> _What you need to do_
Which lines in the items below contain the string "grpcurl"? Pull out each such line; the match is case-sensitive.

> _Data provided_
>> start

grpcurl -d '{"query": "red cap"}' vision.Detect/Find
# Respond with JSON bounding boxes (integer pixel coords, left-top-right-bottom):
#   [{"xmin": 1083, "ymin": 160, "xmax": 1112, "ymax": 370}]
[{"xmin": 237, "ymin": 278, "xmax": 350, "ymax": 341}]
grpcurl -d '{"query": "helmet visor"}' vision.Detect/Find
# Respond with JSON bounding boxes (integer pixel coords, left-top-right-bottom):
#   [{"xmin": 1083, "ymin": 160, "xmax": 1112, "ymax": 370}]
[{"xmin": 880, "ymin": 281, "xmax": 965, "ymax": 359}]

>> end
>> start

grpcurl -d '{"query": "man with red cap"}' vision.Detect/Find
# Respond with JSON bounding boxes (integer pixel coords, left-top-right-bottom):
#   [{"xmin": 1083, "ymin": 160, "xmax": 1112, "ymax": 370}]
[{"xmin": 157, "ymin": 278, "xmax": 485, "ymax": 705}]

>> end

> _Task response_
grpcurl -d '{"query": "red cap"}' vision.Detect/Find
grpcurl -d '{"query": "helmet visor"}' vision.Detect/Find
grpcurl -d '{"query": "man with red cap"}' vision.Detect/Find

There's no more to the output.